Passage provided start

Though Taliban committed sectarian oriented war crimes such as the Mazar and Yakawlang massacres during their rule, they have avoided targeting sectarian places in the last six or seven years of insurgency.

In his notorious speech in Mazar in October 1998, Taliban leader Mullah Manan Niazi had warned the Hazaras of Mazar to either convert to Hanafi Sunni or face the consequence. After that notorious speech, thousands were killed. However, there have not been any single insurgent sectarian attacks during the last years. In a press statement, Taliban's Al-Emarah website condemned the attacks saying it was done by their enemies.

Many in international media fear that such a bloody sectarian attack will provoke sectarian violence, which has no precedence in Afghanistan. But I don't think it will cause larger Sunni-Shia conflict and violence.

Even if sectarian attacks increase, it will not be tit-for-tat violence since we in Afghanistan don't have trained militant groups from both Sunni and Shia sides unlike Pakistan where sectarian violence has decades of history.

Further details are yet to come after any breakthrough in investigation to find out who exactly were behind the attacks. An Al-Qaeda affiliated Pakistan-based militant outfit Lashkar-e-Jhangvi Al-Almi spokesman Qari Abubakar Mansoor has claimed responsibility. It has been confirmed by several media sources in Pakistan and Afghanistan. BBC's Urdu service in Islamabad also confirmed that LeJ-Al-almi claimed the Kabul attacks.

While militants with sectarian background from Pakistan are in the ranks and file of Taliban insurgents both in Afghanistan and Pakistan, there is not a single militant Shia group in Afghanistan known or involved in any previous sectarian attack.

Passage provided end
Exercise input start

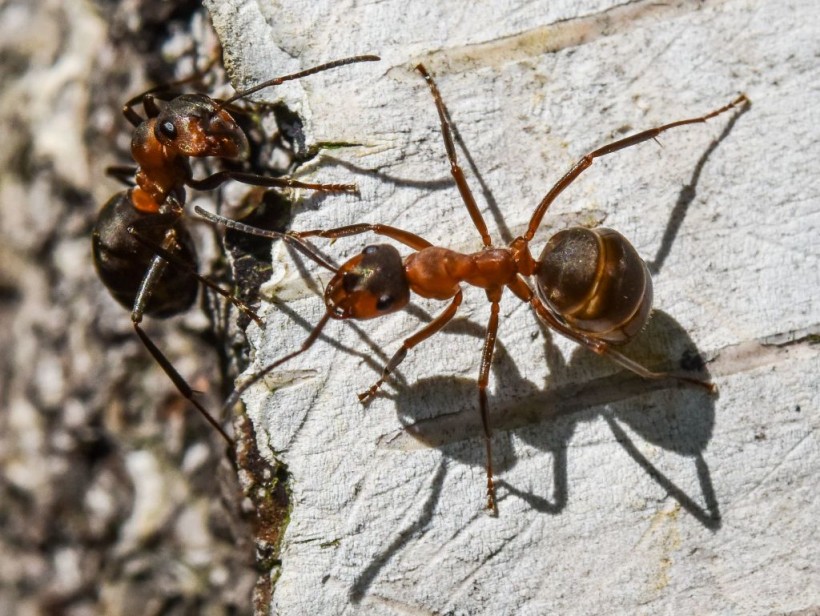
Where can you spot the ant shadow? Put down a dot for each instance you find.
(683, 426)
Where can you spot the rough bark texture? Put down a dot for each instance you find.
(615, 494)
(111, 492)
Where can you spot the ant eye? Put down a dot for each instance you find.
(168, 129)
(350, 281)
(384, 302)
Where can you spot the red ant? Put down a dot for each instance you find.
(140, 232)
(590, 284)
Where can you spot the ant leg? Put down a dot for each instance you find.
(483, 380)
(626, 142)
(455, 169)
(255, 378)
(605, 349)
(420, 336)
(182, 265)
(155, 270)
(405, 237)
(220, 177)
(291, 239)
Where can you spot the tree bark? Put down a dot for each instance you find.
(615, 494)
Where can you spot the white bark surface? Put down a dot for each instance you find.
(615, 495)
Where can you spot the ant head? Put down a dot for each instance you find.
(371, 284)
(195, 125)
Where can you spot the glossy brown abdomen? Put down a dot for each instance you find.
(595, 281)
(122, 260)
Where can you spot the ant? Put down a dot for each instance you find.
(589, 285)
(141, 231)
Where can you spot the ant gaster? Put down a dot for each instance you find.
(140, 232)
(589, 284)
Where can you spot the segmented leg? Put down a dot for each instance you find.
(615, 146)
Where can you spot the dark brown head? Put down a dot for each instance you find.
(369, 285)
(195, 125)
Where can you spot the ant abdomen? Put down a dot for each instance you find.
(595, 281)
(122, 259)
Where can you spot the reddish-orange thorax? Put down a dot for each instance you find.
(436, 272)
(160, 169)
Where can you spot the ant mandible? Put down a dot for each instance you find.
(590, 284)
(140, 232)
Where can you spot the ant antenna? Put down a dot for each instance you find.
(310, 71)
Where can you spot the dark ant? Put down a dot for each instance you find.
(590, 284)
(141, 231)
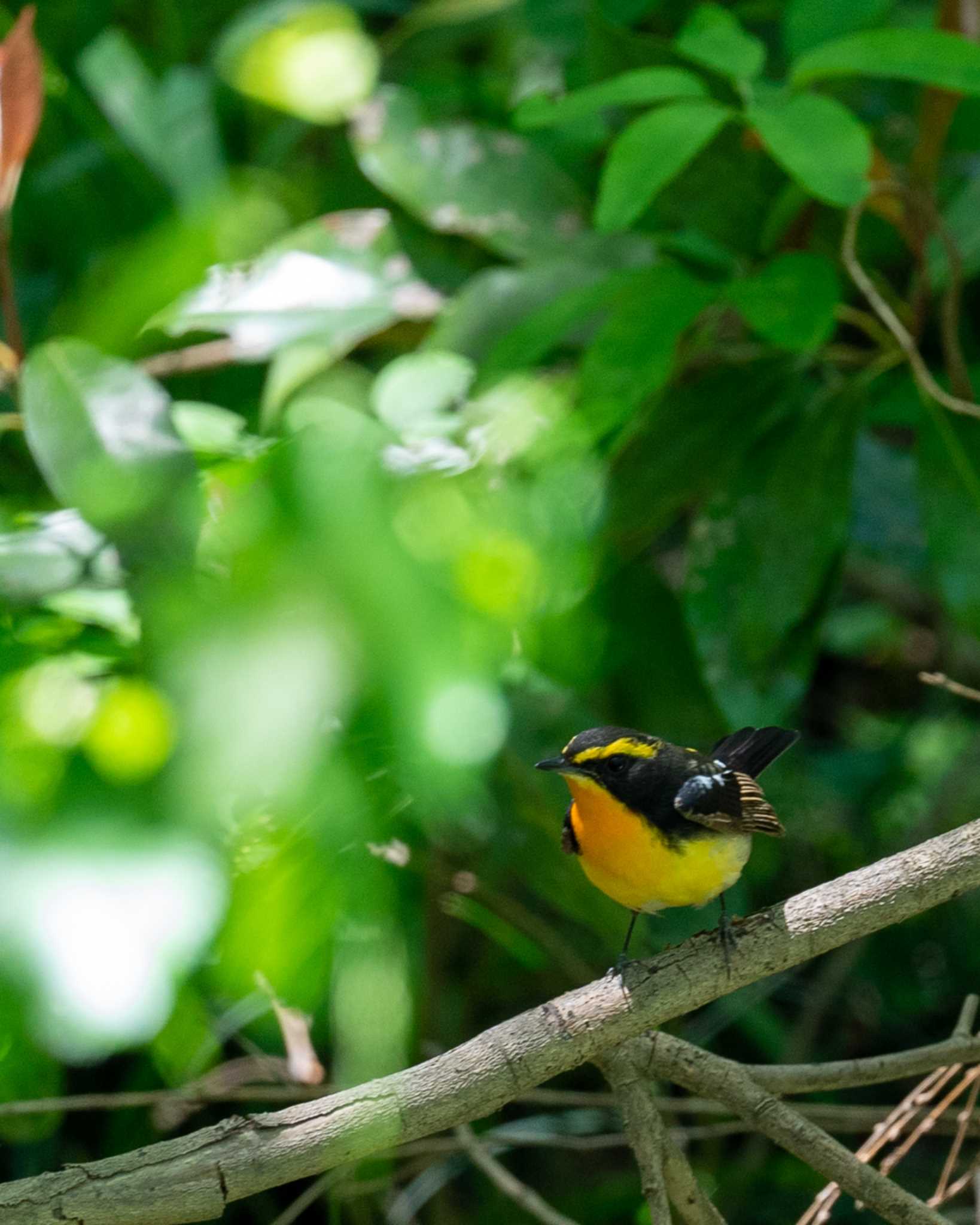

Exercise input end

Exercise task 1: List every geographic place named in the passage on sectarian attacks in Afghanistan.
Exercise task 2: Turn the lines of the records from the one containing "Where can you spot the dark brown" through the end of the records into a numbered list, leaving out blank lines and the pictures.
The passage on sectarian attacks in Afghanistan and the records were taken from separate sources.

Exercise response 1: Mazar, Yakawlang, Afghanistan, Pakistan, Kabul, Islamabad

Exercise response 2:
1. Where can you spot the dark brown head? Put down a dot for each instance you find.
2. (369, 285)
3. (195, 125)
4. Where can you spot the ant abdomen? Put down a dot for each instance you find.
5. (595, 281)
6. (122, 259)
7. Where can you spot the reddish-orange thorax? Put down a dot for each instance you find.
8. (436, 272)
9. (160, 169)
10. Where can you spot the ant mandible? Put down a dot for each instance you find.
11. (590, 284)
12. (140, 232)
13. Where can you spot the ant antenna? Put down a dot for each instance you find.
14. (310, 71)
15. Where can you spot the dark ant? Put down a dot for each instance you find.
16. (590, 284)
17. (141, 231)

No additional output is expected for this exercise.